[Exercícios propostos]
1. Reescreva a parte do texto sobre a Semana de 22 que começa em "O Modernismo brasileiro" e prossegue até "Menotti Del Picchia.", substituindo "Modernismo brasileiro" por "Modernismo nacional".
2. Segundo o texto sobre a Semana de 22, em que ano ocorreu a exposição das telas de Anita Malfatti?
3. Resuma o texto sobre a Semana de 22 em duas frases.

[Trecho do texto]
((

No entanto, não havia um projeto estético definido. A Semana de 22 foi tão somente a rejeição ao que era antiquado, ultrapassado na literatura, na música e nas artes plásticas. O clamor era pela livre expressão artística com a derrubada de seus cânones. O que une seus integrantes é a rejeição a todo e qualquer "passadismo", em favor do corte com o tradicionalismo, que já não fazia sentido na era da eletricidade, da máquina a vapor e dos automóveis. Não se pode afirmar que a Semana de 22 tenha estabelecido uma intensa cisão com a arte tradicional: no evento, não houve unidade estética nas obras, a que se possa nomear de a estética do modernismo.
O acontecimento foi, inegavelmente, o eixo para o entendimento do avanço da arte moderna nacional, sobretudo pelas discussões públicas negativas ou de apoio e pelos desdobramentos na obra de seus criadores. Enfim, a Semana de Arte Moderna inaugurou, formalmente, a manifestação coletiva e pública na cultura brasileira a favor de um espírito novo, em oposição à cultura e à arte conservadora, predominantes no país desde o século 19.
O Modernismo brasileiro não nasceu de um dia para o outro, num piscar de olhos. Já cinco anos antes, numa exposição em 1917, as telas de Anita Malfatti foram alvo de desconcertantes opiniões do público, dada a inspiração na ‘estranheza’ estética do vanguardismo europeu, onde estavam em voga o cubismo, futurismo, impressionismo, ferrenhamente combatidos por Monteiro Lobato.
Os debates que cercavam a renovação das artes já estavam presentes no meado de 1910, em revistas e exposições, como a de Anita Malfatti, em 1917. Quatro anos depois, a disposição de aproveitar o Centenário da Independência em oportunidade de autonomia das artes já ocupava a cabeça de Oswald de Andrade e Menotti Del Picchia.
A Estudante (1915-1916), de Anita Mafalti. Acervo do Museu de Arte de São Paulo. (Commons Wikimedia).
Se o Modernismo desembarcou no Pós-Modernismo, é de se supor um pré-modernismo a germinar a Arte Moderna. Mas ele não alcançou o estatuto de movimento organizado. Grosso modo, predominava a reprodução do naturalismo, do parnasianismo, do realismo e do simbolismo europeus. Muito embora, no campo das Letras, encontremos autores de peso estilístico e ideias originais sobre o país – Augusto dos Anjos, Euclides da Cunha, Graça Aranha, Lima Barreto e Monteiro Lobato –, com livros regionalistas progressistas e alguns outros dedicados à literatura política.
SÃO PAULO, OS BARÕES DO CAFÉ E OS MODERNISTAS
O café veio da África e, no Brasil, entrou pelo Pará. No entanto, graças à boa adaptação ao solo e ao clima do Vale do Paraíba, no Sudeste, abrangendo parte do território paulista e fluminense. São Paulo, seguido do Rio de Janeiro, torna-se, então, líder da lavoura cafeeira, espalhada em imensas propriedades rurais privadas – os ditos latifúndios dos ditos barões do café, que cresceram em importância política e social. Não à toa, São Paulo tornou-se um estado poderoso e o mais rico do país.

))

[Dados fornecidos]
((

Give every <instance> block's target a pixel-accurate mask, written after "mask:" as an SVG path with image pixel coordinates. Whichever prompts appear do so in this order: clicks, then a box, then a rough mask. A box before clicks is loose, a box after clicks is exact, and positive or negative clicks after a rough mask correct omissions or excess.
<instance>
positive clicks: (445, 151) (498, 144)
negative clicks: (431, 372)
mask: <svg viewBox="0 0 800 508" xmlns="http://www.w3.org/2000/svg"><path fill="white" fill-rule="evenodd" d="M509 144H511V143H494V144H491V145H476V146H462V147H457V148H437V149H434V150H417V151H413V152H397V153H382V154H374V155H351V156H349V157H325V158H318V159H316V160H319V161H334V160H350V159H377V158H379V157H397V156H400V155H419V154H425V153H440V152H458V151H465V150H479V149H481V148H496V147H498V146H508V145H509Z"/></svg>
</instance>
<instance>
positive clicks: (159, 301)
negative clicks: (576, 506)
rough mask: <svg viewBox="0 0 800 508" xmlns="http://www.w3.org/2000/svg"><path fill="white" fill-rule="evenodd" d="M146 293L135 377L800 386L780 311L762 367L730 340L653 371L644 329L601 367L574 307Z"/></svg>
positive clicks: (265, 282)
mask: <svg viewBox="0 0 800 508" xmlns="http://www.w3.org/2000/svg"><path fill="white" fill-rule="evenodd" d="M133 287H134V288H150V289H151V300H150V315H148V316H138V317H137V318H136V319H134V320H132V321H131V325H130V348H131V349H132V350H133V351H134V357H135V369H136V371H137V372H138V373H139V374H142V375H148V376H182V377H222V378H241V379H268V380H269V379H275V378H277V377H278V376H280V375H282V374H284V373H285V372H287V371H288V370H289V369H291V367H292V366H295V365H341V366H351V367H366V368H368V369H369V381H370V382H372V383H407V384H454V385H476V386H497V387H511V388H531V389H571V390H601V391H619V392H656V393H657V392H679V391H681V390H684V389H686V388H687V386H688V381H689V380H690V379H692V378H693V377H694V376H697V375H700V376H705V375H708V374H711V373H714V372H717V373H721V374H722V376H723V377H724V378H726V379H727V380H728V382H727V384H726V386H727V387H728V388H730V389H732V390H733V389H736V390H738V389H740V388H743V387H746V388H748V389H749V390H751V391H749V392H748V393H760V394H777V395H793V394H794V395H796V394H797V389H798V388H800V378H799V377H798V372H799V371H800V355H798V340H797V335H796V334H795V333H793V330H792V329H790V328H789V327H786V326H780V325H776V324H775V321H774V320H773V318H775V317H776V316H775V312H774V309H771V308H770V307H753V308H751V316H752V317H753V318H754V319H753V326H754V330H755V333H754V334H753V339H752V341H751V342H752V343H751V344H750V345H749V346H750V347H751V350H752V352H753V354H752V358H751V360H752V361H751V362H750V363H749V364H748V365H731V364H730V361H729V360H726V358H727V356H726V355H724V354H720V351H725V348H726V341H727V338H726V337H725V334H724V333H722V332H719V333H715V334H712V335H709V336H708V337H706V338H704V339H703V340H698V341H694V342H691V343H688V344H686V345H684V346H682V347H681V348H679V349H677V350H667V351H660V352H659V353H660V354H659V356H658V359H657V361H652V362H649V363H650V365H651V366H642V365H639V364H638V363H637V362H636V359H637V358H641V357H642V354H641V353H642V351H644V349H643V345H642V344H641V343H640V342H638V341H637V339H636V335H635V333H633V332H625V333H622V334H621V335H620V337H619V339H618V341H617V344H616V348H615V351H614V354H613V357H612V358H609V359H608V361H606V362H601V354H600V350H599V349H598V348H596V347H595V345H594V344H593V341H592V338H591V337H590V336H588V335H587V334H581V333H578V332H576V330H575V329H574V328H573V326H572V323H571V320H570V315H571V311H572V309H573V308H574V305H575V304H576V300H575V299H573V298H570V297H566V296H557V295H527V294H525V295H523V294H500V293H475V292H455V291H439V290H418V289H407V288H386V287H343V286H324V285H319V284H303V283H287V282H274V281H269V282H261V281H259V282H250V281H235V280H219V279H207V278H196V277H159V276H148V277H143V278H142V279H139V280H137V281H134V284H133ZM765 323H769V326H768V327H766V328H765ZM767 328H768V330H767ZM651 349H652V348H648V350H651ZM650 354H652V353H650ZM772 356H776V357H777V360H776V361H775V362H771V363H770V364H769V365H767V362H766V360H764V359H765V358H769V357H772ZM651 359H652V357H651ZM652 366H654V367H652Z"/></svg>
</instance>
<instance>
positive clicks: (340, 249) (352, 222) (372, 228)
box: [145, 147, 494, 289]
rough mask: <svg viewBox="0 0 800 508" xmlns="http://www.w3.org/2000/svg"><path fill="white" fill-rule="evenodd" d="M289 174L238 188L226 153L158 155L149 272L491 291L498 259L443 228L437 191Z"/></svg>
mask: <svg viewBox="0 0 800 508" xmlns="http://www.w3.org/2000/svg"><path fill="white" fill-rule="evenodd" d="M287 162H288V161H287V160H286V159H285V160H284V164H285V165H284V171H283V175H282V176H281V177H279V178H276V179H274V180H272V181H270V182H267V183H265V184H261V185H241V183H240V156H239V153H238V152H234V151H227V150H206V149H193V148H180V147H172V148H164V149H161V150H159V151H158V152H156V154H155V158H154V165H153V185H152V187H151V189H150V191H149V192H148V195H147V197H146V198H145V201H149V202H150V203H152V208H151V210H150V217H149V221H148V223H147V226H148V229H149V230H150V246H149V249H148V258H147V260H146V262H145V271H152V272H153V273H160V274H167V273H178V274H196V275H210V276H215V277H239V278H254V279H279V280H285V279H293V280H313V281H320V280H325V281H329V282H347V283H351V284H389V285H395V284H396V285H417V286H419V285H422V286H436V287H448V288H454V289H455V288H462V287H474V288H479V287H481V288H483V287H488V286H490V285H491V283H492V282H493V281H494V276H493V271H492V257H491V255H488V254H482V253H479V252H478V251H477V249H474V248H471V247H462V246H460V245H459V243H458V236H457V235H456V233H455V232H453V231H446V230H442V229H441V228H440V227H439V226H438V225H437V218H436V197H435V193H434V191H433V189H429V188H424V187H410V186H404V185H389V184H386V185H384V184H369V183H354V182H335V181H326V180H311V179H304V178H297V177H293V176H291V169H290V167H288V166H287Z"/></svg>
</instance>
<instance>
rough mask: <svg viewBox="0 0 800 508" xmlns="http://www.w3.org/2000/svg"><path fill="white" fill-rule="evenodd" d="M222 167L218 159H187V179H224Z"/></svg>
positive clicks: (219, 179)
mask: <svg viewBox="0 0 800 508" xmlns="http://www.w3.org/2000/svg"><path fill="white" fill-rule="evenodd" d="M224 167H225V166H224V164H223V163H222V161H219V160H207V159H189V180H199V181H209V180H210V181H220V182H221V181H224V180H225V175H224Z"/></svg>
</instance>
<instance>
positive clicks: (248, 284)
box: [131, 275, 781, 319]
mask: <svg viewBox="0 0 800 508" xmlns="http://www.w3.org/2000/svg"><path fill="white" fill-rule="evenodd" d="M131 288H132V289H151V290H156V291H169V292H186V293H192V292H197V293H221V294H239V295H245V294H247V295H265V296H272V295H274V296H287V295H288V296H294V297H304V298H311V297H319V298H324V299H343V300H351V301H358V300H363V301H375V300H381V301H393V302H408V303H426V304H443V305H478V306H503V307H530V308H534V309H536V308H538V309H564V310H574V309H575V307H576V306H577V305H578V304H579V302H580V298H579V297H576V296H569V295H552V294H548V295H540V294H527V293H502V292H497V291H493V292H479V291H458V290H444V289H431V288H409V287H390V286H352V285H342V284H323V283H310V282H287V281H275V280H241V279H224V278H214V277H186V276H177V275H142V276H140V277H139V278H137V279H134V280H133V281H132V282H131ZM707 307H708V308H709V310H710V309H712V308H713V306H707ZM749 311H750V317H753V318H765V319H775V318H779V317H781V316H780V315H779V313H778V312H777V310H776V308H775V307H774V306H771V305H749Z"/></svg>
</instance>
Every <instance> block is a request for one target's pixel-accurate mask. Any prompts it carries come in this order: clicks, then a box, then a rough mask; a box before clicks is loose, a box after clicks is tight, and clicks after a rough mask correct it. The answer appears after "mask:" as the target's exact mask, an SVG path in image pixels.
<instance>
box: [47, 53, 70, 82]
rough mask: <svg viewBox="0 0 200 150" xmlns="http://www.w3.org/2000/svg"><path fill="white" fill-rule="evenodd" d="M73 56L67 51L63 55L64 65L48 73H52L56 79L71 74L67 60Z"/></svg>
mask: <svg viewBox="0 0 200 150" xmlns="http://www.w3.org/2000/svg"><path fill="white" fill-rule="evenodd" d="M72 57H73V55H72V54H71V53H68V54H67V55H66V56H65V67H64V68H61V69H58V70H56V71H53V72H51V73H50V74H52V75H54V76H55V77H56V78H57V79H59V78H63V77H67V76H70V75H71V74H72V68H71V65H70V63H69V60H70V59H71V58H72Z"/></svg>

))

[Resultados das tarefas]
1.
O Modernismo nacional não nasceu de um dia para o outro, num piscar de olhos. Já cinco anos antes, numa exposição em 1917, as telas de Anita Malfatti foram alvo de desconcertantes opiniões do público, dada a inspiração na ‘estranheza’ estética do vanguardismo europeu, onde estavam em voga o cubismo, futurismo, impressionismo, ferrenhamente combatidos por Monteiro Lobato.
Os debates que cercavam a renovação das artes já estavam presentes no meado de 1910, em revistas e exposições, como a de Anita Malfatti, em 1917. Quatro anos depois, a disposição de aproveitar o Centenário da Independência em oportunidade de autonomia das artes já ocupava a cabeça de Oswald de Andrade e Menotti Del Picchia.

2. Em 1917.

3. A Semana de 22 não tinha um projeto estético definido e consistiu na rejeição do que era antiquado na literatura, na música e nas artes plásticas, inaugurando formalmente a manifestação coletiva e pública a favor de um espírito novo na cultura brasileira. O Modernismo brasileiro não surgiu de um dia para o outro, pois os debates sobre a renovação das artes já estavam presentes em meados de 1910, como na exposição de Anita Malfatti, em 1917.